### Reading text
--- START ---
Cellists don't normally travel in herds. Usually, when playing chamber music, they individually seek out their natural partners: two violinists and a violist, or else a violinist and a pianist. In certain environments, though, they do gather: to comprise the cello section in a symphony orchestra, or to learn as pupils of a master teacher. The Berlin Philharmonic or London Symphony cello sections do at times perform as independent units. But they are artificial creations, and limited ones, thriving only in the cracks between blocks of time
committed to the full orchestra. The development of such groups take place more naturally in the cello studio of a conservatory teacher. There the teacher may view the ensemble as a vehicle to share musical and technical ideas at once with many of his students. Take the Yale Cellos, for instance. For more than four decades their technique has been refined, their sound shaped by Aldo Parisot, cello professor at the Yale School of Music. Under Parisot's tutelage the Yale Cellos project constant warmth and elegance, even though each year new cellists matriculate as others graduate. And activities of the ensemble take pride of place in the students' schedules.

 

Parisot first encountered the repertory for cello ensemble not as a teacher, but as a relatively young performer. He comes from Brazil, and arrived in the United States as a standard-bearer for the music of his countryman, Heitor Villa-Lobos. Parisot made his New York Philharmonic debut in the 1950s with the premiere of the Villa-Lobos Cello Concerto No. 2. Villa-Lobos was already quite well-known, in part for two cello ensemble compositions that virtually established the genre: Bachianas Brasileiras No. 1 and No. 5 (the latter for soprano with cello ensemble).

 

Each of the Villa-Lobos works requires eight cellos. But the cello ensemble is a fluid entity, unlike a string quartet. The available group varies from place to place with the number of students or the size of the orchestra. So composers often score their works for fewer parts than the number of players in the ensemble, expecting that multiple cellists on a part will contribute depth and majesty to the sound. In Simões, for example, Ezra Laderman divides the group into six lines; in the Concerto for Multiple Cellos: Parisot, he divides by four. These divisions, too, are fluid throughout the scores; Laderman at times collapses the diverse sound world into powerfully directed unisons or duets. In this recording the number of cellists, a minimum of sixteen, varies with each piece; but always each part is shared by at least two players.
--- END ---
### Data extract
--- START ---
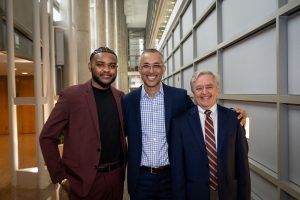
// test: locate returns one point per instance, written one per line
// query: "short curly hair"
(101, 50)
--- END ---
### Tasks and exercises
A. In the cello ensemble text, why do composers often write their cello ensemble works for fewer parts than there are players? Answer in one to three sentences.
B. From the cello ensemble text, return the passage starting with "Each of the" and going on through "least two players.", copied word for word.
The lines above are separate material from the cello ensemble text.

### Responses by task
A. A cello ensemble is a fluid entity, and its size varies from place to place with the number of students or the size of the orchestra. Composers therefore write fewer parts than there are players and expect that several cellists on each part will add depth and majesty to the sound.

B.
Each of the Villa-Lobos works requires eight cellos. But the cello ensemble is a fluid entity, unlike a string quartet. The available group varies from place to place with the number of students or the size of the orchestra. So composers often score their works for fewer parts than the number of players in the ensemble, expecting that multiple cellists on a part will contribute depth and majesty to the sound. In Simões, for example, Ezra Laderman divides the group into six lines; in the Concerto for Multiple Cellos: Parisot, he divides by four. These divisions, too, are fluid throughout the scores; Laderman at times collapses the diverse sound world into powerfully directed unisons or duets. In this recording the number of cellists, a minimum of sixteen, varies with each piece; but always each part is shared by at least two players.